◆ Supplied text:
** START **
What Does US/Aust FTA mean for NZ Meat Exporters?
What does the Australia-US Free Trade Agreement mean for New Zealand Meat Exporters?
“The US market is very important to the New Zealand meat industry with returns running at approximately NZD $1 billion annually. Of that, beef exports are a significant component”, Caryll Shailer, Chief Executive of the Meat Industry Association said today. New Zealand beef exports in volume to the USA commenced in 1957 and our beef imports have been subject to meat import controls on a periodic basis since 1964.
“A cautious, “let’s work it through first” approach, has been the immediate reaction from the New Zealand meat industry to the announcement on the conclusion of the text of an Australia-USA Free Trade Agreement, primarily because there is little detail yet available for evaluation and it may be some time before the majority of the changes take effect”, she said.
Shailer said “it is important to recognise that it was the expansion of the US beef market that provided the driving force behind the expansion of New Zealand’s beef export trade, so any change that might affect our ongoing competitiveness in the US market will naturally be subject to intense scrutiny.”
“It is clear that there will be some gains for Australian beef and sheepmeat exporters, particularly with the short-term elimination of tariffs for in-quota beef and all sheepmeat – what cannot be quantified at the moment is whether or not the long-run effects of the proposals will translate out into a genuine competitive advantage – this prospect will be evaluated more thoroughly when the detailed arrangements are known”, Shailer said.
Trade Liberalisation Whilst Australia and the United States of America have the most to gain in the short-term, the clear signals the agreed text gives on reducing and/or eliminating tariffs on imports are welcomed and are consistent with the overall trade liberalisation agenda. Shailer also noted that those signals may lead to better outcomes on import tariff reductions in the upcoming multi-lateral agriculture negotiations.
In-quota tariffs of 4.4c/kg will be eliminated immediately –
effectively a USD $16.6 million annual tariff saving
available only to US importers and Australian exporters.
• In addition to the substantial beef quota (378,214 tonnes) that Australia already holds, Australian producers will have tariff-free access for an additional 15,000 tonnes of beef in year 2, increasing to 70,000 tonnes in year 18. New Zealand’s current beef quota of 213,402 tonnes, which is subject to an annual in-quota tariff cost of approximately USD $9.4 million, remains unchanged.
** END **
◆ Direction:
Condense the paragraph of the FTA article beginning "In addition to the substantial beef quota" into a short bulleted list that keeps its main figures. The records are separate material with no connection to the FTA article.

◆ Provided material:
** START **
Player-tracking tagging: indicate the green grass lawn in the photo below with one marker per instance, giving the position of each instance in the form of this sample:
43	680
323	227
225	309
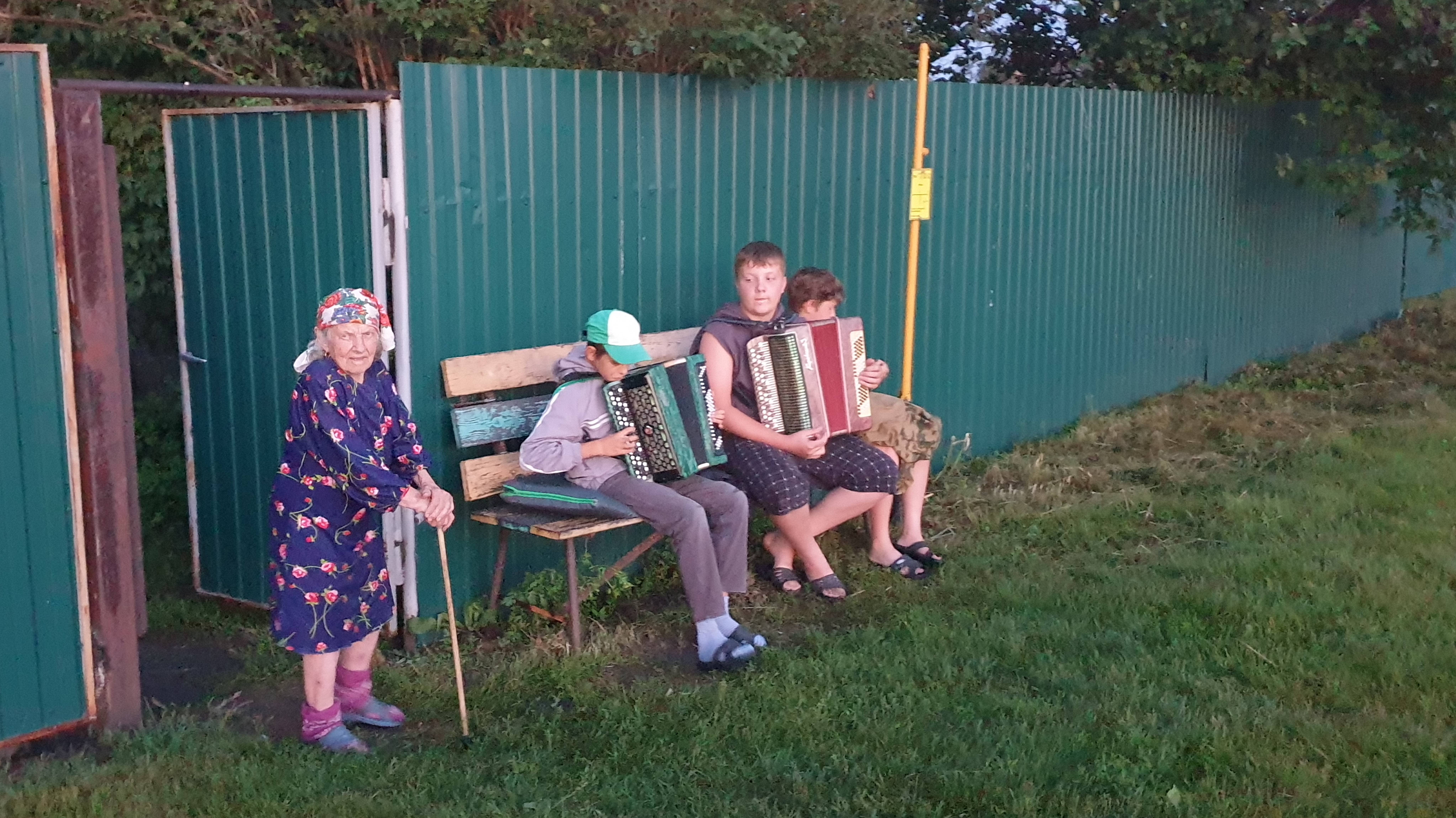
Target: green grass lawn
1273	641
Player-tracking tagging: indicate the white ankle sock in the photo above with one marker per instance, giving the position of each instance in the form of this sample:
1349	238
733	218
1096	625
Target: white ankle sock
727	625
711	637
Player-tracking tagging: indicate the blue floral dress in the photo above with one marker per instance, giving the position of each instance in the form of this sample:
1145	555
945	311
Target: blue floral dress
350	453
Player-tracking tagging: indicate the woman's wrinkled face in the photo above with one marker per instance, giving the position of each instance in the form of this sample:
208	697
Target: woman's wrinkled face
354	347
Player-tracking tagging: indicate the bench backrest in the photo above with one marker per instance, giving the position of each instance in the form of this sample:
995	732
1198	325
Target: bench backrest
** END **
◆ Result:
- Australia already holds a beef quota of 378,214 tonnes.
- Australian producers gain tariff-free access for an additional 15,000 tonnes of beef in year 2, increasing to 70,000 tonnes in year 18.
- New Zealand's current beef quota of 213,402 tonnes remains unchanged and carries an annual in-quota tariff cost of approximately USD $9.4 million.